[PVE-User] A less aggressive OOM?

Mon Jul 7 23:39:34 CEST 2025

Hi,

I would start by analyzing the memory status at the time of the OOM. 
There should be a some lines in journal/syslog were the kernel writes 
what the memory looked like and you can figure out why it had to kill a 
process.

Makes few sense that OOM triggers in 64GB hosts with just 24GB 
configured in VMs and, probably, less real usage. IMHO it's not VMs what 
fill your memory up to the point of OOM, but some other process, ZFS 
ARC, maybe even some mem leak. Maybe some process is producing severe 
memory fragmentation.

Regards,

On 7/7/25 11:26, Marco Gaiarin wrote:
> We have upgraded a set of clusters from PVE6 to PVE8, and we have found that
> in newer kernels, OOM is a bit more 'aggressive' and sometime kill a VMs.

> **Provided records**:
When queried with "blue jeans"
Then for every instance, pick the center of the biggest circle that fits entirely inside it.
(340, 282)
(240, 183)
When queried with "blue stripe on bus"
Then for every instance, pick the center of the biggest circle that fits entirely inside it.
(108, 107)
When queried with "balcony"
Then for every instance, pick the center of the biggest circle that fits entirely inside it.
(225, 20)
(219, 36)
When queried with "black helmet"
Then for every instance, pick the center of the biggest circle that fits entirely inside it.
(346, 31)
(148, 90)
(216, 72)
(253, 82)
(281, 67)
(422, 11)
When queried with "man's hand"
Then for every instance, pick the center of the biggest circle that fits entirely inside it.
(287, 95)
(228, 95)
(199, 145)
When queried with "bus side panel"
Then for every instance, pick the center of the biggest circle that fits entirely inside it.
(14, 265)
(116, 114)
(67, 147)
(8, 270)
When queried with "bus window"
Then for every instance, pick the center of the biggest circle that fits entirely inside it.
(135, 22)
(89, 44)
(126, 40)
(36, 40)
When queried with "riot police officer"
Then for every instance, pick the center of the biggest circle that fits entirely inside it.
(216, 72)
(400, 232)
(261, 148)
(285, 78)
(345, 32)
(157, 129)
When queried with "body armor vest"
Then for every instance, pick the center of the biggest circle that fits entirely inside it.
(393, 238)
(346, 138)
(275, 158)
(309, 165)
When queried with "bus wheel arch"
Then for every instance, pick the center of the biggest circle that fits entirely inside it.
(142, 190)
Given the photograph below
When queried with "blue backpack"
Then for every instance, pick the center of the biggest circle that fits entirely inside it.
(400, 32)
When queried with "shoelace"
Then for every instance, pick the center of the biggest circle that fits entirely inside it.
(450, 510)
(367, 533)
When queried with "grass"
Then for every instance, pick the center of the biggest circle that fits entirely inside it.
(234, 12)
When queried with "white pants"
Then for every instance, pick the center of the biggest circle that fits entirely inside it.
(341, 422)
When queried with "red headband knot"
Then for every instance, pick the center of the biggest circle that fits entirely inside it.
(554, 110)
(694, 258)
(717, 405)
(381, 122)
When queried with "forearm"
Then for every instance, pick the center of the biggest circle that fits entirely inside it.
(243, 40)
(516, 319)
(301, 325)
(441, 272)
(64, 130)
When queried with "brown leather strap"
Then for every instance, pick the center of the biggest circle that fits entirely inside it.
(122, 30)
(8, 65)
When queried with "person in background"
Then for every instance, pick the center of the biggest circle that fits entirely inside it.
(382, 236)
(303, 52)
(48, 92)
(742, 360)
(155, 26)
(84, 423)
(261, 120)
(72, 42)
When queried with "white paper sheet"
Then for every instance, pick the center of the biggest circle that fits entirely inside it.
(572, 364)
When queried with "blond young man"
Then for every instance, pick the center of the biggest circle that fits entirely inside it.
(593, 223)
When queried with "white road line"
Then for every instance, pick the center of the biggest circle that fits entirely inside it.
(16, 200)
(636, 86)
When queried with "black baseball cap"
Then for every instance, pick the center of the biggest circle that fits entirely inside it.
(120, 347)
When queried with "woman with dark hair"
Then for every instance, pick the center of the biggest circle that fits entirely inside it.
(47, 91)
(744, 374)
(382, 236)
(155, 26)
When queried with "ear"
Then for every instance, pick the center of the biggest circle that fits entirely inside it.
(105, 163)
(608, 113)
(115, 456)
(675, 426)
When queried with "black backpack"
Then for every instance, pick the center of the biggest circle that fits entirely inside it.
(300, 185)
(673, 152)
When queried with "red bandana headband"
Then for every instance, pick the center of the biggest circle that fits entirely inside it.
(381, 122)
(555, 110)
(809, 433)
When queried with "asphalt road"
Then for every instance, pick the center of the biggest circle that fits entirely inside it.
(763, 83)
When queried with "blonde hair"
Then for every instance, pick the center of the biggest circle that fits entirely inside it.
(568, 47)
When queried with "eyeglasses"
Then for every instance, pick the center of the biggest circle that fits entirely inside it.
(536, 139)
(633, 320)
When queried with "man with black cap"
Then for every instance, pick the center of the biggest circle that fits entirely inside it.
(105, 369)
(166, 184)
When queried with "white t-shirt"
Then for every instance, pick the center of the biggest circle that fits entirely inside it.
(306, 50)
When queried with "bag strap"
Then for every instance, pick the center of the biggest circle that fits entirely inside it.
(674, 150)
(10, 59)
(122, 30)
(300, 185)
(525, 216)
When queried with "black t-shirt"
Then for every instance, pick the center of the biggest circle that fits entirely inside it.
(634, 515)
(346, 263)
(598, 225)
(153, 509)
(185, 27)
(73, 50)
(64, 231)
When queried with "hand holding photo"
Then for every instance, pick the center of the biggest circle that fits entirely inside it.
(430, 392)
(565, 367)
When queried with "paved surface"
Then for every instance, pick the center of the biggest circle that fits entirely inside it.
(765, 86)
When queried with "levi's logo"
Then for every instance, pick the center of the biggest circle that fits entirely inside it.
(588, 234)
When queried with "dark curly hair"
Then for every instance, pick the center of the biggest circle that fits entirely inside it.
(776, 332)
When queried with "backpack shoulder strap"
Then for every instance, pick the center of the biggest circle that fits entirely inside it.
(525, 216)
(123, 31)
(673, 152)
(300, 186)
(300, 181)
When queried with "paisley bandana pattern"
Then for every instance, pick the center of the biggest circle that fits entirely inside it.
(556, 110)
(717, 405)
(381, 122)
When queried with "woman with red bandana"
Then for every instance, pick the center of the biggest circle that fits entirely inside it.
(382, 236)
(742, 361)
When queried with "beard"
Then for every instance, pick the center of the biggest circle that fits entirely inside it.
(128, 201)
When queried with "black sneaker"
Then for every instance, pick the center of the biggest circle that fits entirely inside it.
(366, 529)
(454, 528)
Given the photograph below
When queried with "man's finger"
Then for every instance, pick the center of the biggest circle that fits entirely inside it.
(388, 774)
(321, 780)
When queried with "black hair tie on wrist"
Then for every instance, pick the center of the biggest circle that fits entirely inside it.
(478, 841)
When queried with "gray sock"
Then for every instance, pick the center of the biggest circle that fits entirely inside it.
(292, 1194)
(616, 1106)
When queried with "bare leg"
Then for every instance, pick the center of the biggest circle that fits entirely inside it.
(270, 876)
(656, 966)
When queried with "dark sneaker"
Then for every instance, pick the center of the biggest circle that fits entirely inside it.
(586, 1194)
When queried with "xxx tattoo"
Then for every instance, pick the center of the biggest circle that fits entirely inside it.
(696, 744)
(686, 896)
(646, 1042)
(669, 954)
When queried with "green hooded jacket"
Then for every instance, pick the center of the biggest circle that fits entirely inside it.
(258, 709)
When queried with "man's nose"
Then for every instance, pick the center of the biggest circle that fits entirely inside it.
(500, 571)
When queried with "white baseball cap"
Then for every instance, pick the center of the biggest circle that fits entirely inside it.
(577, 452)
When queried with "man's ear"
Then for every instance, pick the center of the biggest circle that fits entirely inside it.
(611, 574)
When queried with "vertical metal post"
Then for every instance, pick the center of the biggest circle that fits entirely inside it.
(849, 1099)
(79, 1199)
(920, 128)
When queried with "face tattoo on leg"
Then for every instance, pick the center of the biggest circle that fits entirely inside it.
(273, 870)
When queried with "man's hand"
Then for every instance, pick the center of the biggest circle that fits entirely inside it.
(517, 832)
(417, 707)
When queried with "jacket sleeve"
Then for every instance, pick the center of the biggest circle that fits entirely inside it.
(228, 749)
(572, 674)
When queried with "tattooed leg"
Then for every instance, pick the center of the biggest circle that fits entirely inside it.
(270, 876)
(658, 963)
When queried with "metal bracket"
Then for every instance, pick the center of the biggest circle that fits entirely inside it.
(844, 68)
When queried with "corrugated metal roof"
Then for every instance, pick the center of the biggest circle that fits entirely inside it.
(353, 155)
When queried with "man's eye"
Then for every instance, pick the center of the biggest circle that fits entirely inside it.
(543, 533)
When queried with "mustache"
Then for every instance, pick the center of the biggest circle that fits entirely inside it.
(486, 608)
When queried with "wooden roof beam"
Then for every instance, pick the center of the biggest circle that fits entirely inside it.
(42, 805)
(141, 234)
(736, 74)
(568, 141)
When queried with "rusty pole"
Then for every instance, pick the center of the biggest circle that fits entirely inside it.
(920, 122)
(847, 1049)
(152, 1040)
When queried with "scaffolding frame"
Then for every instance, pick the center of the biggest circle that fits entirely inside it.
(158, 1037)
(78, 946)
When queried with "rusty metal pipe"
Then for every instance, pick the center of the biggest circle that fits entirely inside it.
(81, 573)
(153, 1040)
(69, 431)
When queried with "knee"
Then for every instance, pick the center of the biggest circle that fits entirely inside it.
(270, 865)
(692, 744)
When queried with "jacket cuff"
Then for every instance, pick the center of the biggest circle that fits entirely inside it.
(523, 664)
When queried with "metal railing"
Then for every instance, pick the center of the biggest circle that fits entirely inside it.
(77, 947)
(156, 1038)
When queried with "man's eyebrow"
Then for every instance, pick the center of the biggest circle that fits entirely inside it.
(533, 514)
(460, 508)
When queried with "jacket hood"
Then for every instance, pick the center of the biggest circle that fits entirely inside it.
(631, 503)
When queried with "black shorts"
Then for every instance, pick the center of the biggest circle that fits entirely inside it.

> **Task set**:
• A. Answer these questions from the OOM forum post:
(i) Where does the reply say the kernel writes what the memory looked like at the time of the OOM?
(ii) How much memory do the hosts have, and how much is configured in VMs?
(iii) From which PVE version to which did the clusters get upgraded?
• B. Write the next part of the OOM forum post, picking up right after its final line.

> **Results for each task**:
• A.
(i) In the journal/syslog.
(ii) The hosts have 64GB, with 24GB configured in VMs.
(iii) From PVE6 to PVE8.

• B.
>
> Nodes have plently of RAM (64GB, VMs are 2-3, each 8GB ram), VMs have qemu
> agent installed and ballooning enabled, but still sometime OOM happen.
> Clearly, if get OOM the main VMs that have the local DNS, we get some
> trouble.
>
>
> I've looked in PVE wiki, but found nothing. There's some way to relax OOM,
> or control their behaviour?
>
> In nodes there's no swap, so probably the best thing to do (but the hardest
> one ;-) is to setup some swap with a lower swappiness, but i'm seeking
> feedback.
>
>
> Thanks.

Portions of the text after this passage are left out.